### STORED DATA

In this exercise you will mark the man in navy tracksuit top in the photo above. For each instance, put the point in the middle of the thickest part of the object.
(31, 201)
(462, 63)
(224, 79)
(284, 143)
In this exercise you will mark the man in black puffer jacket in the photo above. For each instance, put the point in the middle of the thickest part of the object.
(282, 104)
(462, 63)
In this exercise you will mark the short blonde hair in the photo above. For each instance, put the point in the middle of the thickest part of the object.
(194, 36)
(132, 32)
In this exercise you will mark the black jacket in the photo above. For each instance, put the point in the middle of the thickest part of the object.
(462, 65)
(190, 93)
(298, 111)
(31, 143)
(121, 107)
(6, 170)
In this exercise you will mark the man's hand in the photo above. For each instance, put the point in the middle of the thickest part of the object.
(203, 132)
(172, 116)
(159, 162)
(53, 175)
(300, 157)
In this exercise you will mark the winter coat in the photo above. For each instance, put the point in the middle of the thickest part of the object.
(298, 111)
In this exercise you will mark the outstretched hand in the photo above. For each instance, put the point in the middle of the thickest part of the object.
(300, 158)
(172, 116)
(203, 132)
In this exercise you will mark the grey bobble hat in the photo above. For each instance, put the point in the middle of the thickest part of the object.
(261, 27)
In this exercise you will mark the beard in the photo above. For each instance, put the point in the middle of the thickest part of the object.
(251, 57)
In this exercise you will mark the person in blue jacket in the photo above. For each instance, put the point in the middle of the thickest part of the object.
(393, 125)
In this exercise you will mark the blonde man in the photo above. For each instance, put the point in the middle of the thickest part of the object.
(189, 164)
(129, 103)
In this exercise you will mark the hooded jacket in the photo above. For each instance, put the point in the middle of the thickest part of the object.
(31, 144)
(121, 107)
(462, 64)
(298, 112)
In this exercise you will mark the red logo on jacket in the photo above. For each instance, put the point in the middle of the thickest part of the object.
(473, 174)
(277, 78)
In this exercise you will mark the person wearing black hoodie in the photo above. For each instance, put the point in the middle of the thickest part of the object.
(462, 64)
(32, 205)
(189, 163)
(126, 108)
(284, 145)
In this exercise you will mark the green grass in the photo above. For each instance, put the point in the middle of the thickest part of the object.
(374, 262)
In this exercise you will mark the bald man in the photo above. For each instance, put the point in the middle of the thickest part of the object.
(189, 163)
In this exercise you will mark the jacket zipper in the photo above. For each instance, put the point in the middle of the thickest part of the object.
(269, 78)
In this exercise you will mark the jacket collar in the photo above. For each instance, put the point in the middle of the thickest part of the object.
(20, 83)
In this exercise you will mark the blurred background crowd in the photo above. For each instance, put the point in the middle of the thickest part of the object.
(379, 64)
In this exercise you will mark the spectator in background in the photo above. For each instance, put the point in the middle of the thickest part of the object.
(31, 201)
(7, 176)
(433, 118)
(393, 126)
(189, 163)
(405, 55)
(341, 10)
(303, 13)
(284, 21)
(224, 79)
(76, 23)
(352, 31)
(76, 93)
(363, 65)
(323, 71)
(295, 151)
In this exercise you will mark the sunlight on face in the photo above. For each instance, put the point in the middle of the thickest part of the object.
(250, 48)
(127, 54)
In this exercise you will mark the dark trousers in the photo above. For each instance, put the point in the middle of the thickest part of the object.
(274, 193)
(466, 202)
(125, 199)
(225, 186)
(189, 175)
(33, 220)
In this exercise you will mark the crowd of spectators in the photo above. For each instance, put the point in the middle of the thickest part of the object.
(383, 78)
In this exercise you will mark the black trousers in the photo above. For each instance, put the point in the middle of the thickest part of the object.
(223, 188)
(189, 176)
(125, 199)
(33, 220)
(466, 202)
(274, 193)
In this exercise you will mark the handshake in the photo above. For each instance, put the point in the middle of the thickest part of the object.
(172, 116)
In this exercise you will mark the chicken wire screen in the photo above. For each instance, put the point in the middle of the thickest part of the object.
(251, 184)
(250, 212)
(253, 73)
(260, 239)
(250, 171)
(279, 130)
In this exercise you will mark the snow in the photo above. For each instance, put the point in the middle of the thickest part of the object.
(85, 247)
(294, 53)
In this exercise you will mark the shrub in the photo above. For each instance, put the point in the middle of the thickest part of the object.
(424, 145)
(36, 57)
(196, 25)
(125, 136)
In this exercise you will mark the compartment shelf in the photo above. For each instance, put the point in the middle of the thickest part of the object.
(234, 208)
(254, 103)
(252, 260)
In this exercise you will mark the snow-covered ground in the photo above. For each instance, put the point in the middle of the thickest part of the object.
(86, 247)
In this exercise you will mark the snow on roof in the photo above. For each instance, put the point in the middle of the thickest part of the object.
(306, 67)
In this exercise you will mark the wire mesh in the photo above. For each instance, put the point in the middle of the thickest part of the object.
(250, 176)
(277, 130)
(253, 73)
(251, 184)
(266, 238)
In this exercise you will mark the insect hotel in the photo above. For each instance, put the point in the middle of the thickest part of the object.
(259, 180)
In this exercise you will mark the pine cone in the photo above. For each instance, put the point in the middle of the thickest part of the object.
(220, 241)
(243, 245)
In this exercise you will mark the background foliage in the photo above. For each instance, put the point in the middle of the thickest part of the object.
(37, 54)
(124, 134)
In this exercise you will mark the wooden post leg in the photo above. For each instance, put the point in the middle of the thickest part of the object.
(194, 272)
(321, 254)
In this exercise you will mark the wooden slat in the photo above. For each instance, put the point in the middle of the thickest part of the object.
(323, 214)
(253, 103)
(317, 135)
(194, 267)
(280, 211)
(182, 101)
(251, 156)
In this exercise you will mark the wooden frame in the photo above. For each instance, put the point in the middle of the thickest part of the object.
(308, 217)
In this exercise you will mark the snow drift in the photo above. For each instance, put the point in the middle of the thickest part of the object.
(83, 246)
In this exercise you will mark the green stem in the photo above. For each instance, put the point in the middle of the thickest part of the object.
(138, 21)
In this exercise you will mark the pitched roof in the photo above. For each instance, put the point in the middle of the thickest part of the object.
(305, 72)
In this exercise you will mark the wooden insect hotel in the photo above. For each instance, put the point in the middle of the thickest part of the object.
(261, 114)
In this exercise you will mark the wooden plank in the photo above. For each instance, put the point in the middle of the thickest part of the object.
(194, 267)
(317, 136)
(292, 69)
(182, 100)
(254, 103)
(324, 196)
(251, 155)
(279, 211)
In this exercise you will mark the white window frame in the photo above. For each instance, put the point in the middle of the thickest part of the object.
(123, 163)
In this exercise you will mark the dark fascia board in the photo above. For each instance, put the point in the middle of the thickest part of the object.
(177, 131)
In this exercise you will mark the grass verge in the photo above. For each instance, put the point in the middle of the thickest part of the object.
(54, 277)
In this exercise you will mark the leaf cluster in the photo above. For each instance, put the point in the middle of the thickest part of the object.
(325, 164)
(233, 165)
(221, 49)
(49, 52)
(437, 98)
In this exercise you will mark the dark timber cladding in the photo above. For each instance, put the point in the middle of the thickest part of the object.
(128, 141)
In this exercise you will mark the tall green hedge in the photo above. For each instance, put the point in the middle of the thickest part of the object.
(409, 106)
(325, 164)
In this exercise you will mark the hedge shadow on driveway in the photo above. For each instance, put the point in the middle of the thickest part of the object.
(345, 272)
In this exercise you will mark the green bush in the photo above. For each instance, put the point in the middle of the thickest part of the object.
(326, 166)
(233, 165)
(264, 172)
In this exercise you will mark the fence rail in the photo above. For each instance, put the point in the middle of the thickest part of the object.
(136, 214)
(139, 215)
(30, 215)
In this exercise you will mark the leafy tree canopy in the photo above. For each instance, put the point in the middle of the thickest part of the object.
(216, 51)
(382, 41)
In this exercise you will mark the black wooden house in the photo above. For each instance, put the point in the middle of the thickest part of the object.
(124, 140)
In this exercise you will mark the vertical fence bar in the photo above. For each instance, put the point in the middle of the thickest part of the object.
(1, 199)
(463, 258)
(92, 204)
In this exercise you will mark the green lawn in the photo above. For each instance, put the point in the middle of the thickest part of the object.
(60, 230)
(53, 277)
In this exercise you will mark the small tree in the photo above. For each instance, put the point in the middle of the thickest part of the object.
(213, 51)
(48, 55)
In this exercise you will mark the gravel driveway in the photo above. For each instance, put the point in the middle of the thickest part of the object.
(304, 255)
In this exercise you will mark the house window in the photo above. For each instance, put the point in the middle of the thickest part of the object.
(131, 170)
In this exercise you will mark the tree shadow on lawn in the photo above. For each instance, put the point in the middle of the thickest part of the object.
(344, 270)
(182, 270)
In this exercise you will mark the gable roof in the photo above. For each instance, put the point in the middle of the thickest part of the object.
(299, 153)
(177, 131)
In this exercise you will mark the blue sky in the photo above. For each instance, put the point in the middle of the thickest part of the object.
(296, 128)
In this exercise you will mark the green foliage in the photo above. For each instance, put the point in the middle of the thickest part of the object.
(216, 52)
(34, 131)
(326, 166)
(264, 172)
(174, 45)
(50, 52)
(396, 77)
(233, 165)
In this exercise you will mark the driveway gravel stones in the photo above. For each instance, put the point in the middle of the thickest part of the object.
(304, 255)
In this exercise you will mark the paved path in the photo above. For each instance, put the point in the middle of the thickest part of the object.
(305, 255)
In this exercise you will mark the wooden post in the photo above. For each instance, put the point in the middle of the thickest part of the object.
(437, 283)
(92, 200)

### INSTRUCTIONS FOR THE TASK
Starting with the line that contains "In this exercise you will mark the driveway" and going on through the end of the items, replace "paved path" with "dirt path" and give those lines again with everything else unchanged.

### CORRECT RESPONSE
In this exercise you will mark the driveway gravel stones in the photo above. For each instance, put the point in the middle of the thickest part of the object.
(304, 255)
In this exercise you will mark the dirt path in the photo above. For each instance, put the point in the middle of the thickest part of the object.
(305, 255)
In this exercise you will mark the wooden post in the photo above. For each instance, put the point in the middle of the thickest part of the object.
(437, 283)
(92, 200)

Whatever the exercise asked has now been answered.